BEGIN PROVIDED TEXT
The PPDA executive director, Ms Cornelia Sabiiti in an April 21 letter to the Defence ministry Permanent Secretary Rosette Byengoma, advised that before the entity cancels the entire procurement they should ensure that “other responsive bidders reached the financial stage, and their bids are still valid and within the market price.”
Ms Sabiiti’s letter, however, provoked queries within the Defence ministry, with officials accusing her of influence peddling in processing a tender that has already attracted alot of controversy.
The deal was marred by allegations of bribery and backhand methods which left the the Defence ministry senior staff divided, officials said in a letter to the IGG.
The contract had been awarded to the Seyani Brothers and Prabat Constructions in a joint venture, but was cancelled, after it emerged that the project price had been scaled up from Shs113b to more than Shs130b without consistent explanation.
Ms Byengoma in an April 18 letter to PPDA said the ministry cancelled the tender to the preferred bidder, Ms Seyani/Prabat, “due to the wrongful treatment of arithmetic errors by the evaluation committee”, which led to escalation in the project cost.
Ms Sabiiti yesterday defended her April 21 letter, insisting it did not amount to “influence peddling” because it was just advisory.
“The decision to cancel the procurement lies with the procuring entity: ours was just an advisory on how it should be handled best,” she said.
The PPDA letter, according to insiders, was interpreted as a move to favour another bidder “on a pretext of playing an advisory role to the effect that the Defence ministry should confirm whether the price of other bidders are within the market price or whether the bids are still valid.”
But Ms Sabiiti yesterday said the Defence ministry had also been given the green light to undertake “restrictive bidding” so that a new contractor gets on board before the end of the budgetary cycle in June.
“They [Defence] confirmed to us the bids for the other responsive bidders were very high, so they can proceed,” she said.
Asked about the logic of restrictive bidding, she said, “It is because so much time has been lost, and if the entity fail to utilise the money they will have to return it.”
IGG Irene Mulyagonja forwarded the complaint to the PPDA to look into the inquiry after she had been requested to investigate it.
END PROVIDED TEXT
JOB 1 — In the passage on the Defence ministry tender, to whom had the contract originally been awarded?
JOB 2 — Repeat the passage on the Defence ministry tender from "Ms Sabiiti’s letter, however, provoked" to "to the IGG.", inclusive.
The items that follow have no connection to the passage on the Defence ministry tender.
BEGIN GIVEN DATA
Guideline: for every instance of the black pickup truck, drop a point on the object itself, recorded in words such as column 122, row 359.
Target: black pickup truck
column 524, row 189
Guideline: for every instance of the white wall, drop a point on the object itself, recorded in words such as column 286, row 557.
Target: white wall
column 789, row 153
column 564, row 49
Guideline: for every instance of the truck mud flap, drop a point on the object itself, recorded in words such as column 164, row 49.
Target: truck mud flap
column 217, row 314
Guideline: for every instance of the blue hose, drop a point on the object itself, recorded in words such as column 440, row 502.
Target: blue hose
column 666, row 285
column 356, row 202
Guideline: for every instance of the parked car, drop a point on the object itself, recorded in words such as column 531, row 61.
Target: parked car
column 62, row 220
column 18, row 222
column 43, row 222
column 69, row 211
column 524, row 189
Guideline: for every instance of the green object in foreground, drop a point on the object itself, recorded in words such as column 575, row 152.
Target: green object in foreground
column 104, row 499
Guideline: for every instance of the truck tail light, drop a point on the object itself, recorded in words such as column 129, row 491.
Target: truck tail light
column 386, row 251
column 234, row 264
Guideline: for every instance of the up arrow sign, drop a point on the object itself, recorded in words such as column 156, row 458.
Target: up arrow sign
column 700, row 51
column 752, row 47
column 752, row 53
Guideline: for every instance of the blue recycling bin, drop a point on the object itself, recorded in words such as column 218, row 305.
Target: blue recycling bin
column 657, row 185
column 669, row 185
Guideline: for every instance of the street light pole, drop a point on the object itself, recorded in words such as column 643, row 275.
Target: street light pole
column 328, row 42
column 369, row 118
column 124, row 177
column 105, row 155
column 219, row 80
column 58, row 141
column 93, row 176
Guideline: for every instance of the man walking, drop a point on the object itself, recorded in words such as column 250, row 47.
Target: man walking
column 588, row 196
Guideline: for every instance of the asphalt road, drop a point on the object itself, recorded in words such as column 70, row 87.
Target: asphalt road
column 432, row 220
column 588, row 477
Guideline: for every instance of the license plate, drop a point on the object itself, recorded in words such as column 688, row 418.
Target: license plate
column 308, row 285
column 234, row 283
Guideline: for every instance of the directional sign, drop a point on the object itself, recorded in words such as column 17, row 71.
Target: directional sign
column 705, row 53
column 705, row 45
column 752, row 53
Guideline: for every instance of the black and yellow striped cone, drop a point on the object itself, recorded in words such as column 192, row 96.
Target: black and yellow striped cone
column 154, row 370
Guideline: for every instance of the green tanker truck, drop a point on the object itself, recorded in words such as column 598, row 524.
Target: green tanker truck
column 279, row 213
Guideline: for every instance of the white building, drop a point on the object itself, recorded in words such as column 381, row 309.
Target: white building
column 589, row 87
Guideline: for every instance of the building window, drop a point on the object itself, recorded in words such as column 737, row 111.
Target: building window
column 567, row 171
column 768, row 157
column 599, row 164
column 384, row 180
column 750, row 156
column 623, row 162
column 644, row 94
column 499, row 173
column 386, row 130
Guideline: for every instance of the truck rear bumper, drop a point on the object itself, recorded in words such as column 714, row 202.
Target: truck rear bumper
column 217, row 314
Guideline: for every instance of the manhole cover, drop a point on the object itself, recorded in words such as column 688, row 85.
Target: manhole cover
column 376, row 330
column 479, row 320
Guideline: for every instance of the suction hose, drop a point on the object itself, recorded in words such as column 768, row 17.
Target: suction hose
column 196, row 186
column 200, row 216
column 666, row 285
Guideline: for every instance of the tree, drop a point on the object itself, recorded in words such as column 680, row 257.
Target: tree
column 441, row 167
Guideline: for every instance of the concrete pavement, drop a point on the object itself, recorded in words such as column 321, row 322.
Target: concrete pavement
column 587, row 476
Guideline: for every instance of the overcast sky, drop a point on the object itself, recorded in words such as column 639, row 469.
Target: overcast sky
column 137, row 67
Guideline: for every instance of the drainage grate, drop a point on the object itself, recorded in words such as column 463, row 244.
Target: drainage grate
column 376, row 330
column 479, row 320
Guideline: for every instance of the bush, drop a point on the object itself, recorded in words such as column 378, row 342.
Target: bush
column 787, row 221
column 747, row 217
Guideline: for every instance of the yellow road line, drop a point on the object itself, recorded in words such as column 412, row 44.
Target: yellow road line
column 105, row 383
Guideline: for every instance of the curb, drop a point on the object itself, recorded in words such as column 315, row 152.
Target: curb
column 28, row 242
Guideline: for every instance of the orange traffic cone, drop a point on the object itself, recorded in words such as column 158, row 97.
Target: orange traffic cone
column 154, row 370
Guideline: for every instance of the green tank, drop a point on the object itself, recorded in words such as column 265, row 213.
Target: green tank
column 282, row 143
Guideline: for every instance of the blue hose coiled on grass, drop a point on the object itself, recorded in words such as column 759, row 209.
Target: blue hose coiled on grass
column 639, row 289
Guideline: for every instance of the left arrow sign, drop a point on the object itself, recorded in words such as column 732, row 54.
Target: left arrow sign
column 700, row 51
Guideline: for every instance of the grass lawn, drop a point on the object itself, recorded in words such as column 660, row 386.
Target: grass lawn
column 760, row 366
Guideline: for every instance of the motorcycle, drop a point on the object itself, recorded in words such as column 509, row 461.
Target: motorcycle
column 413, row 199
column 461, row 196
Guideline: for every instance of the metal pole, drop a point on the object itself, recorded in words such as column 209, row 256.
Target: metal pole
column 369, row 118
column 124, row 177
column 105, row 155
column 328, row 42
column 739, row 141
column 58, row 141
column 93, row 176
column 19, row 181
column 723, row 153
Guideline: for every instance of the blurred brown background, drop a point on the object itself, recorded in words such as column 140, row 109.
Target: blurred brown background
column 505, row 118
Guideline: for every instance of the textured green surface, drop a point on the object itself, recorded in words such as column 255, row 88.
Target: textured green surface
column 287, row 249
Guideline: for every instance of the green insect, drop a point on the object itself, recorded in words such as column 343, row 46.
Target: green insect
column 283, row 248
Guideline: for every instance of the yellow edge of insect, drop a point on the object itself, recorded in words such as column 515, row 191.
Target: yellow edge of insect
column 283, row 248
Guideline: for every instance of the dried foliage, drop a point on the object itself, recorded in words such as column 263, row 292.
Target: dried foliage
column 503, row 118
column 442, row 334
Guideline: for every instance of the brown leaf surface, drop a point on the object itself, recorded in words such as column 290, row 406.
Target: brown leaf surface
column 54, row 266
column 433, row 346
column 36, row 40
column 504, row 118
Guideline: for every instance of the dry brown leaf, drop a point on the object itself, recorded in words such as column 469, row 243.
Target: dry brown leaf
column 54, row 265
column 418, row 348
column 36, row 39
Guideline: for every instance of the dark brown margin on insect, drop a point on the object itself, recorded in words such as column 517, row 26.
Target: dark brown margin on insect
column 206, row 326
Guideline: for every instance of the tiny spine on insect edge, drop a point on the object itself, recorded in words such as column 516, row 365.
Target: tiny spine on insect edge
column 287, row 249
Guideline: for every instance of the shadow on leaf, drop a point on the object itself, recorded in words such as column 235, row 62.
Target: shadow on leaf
END GIVEN DATA
RESPONSE 1 — The Seyani Brothers and Prabat Constructions, in a joint venture.

RESPONSE 2 —
Ms Sabiiti’s letter, however, provoked queries within the Defence ministry, with officials accusing her of influence peddling in processing a tender that has already attracted alot of controversy.
The deal was marred by allegations of bribery and backhand methods which left the the Defence ministry senior staff divided, officials said in a letter to the IGG.